Transcribe the data in full and exactly, omitting any pictures.
[Exercise inputs Boundary: Start]
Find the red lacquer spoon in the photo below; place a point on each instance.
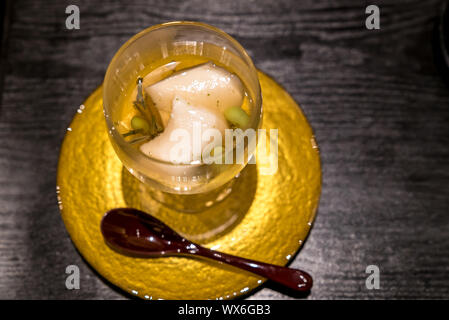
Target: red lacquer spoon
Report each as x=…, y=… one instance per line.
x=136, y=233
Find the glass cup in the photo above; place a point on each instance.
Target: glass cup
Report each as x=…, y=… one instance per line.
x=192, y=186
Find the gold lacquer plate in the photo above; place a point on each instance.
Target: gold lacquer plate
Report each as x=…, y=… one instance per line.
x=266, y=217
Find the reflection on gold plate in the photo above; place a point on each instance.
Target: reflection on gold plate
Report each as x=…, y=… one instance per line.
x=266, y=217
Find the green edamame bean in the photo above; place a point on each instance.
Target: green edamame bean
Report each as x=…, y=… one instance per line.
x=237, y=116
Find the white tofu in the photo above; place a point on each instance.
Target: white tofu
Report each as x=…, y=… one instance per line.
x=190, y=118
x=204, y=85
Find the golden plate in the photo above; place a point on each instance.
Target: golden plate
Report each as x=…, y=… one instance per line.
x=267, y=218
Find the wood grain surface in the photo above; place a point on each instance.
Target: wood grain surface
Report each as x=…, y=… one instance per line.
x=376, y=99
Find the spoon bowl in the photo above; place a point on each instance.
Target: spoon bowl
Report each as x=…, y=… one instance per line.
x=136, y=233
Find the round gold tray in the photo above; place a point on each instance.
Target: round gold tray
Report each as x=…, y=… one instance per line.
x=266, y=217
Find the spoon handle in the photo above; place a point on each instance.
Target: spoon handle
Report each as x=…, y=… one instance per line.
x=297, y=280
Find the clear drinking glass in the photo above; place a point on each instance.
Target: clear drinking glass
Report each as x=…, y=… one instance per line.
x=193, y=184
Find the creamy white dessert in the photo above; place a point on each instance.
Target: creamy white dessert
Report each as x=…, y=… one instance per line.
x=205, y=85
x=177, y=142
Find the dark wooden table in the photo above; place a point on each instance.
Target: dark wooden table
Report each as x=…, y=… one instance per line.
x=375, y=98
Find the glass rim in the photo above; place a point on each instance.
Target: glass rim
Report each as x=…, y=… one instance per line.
[Exercise inputs Boundary: End]
- The completed task -
Find the red lacquer spoon in the photo below; place a point on each instance.
Target: red lacquer spoon
Report each as x=…, y=… one instance per line.
x=136, y=233
Find the glass cup in the photo above; place a point on each instance.
Target: glass cup
Report each as x=…, y=… one instance per line.
x=192, y=186
Find the gold lacquer plate in the photo above; place a point on each instance.
Target: gold lacquer plate
Report each as x=…, y=… one instance per line.
x=266, y=217
Find the reflection on gold plate in the photo above; place a point on each instance.
Target: reflection on gold plate
Report each as x=…, y=… one instance per line.
x=266, y=217
Find the green edamame bean in the photo above; place a point on each instance.
Target: green edamame bean
Report each as x=…, y=… one instance per line.
x=237, y=116
Find the white tofu in the photo above; place a point on each instance.
Target: white tofu
Report each as x=…, y=… one instance per line.
x=190, y=118
x=204, y=85
Find the golden plate in the photo above; place a point on each instance.
Target: golden plate
Report each as x=…, y=… one instance per line.
x=267, y=218
Find the wood grain surface in the photo above; place a point on each instance.
Target: wood grain surface
Report each as x=…, y=… one instance per line.
x=376, y=99
Find the spoon bowl in the photo above; place a point on each instance.
Target: spoon bowl
Report each as x=…, y=… one instance per line.
x=136, y=233
Find the round gold tray in the photo above; place a point on each instance.
Target: round gold tray
Report each as x=…, y=… one instance per line.
x=266, y=217
Find the spoon handle in the photo above; place a point on each instance.
Target: spoon handle
Report each as x=…, y=… one instance per line.
x=297, y=280
Find the clear drinking glass in the photo above; place a point on each instance.
Target: clear drinking glass
Report each as x=…, y=… one instance per line.
x=193, y=184
Find the creamy white dessert in the photo above; place a point on each instance.
Target: creamy white dessert
Report each as x=…, y=… one instance per line.
x=205, y=85
x=177, y=142
Find the dark wooden table in the photo above; place a point on each instance.
Target: dark wooden table
Report each as x=…, y=… one instance per line.
x=375, y=98
Find the glass rim in the photo above; place a point on each instance.
Target: glass rim
Report each as x=…, y=… one instance per line.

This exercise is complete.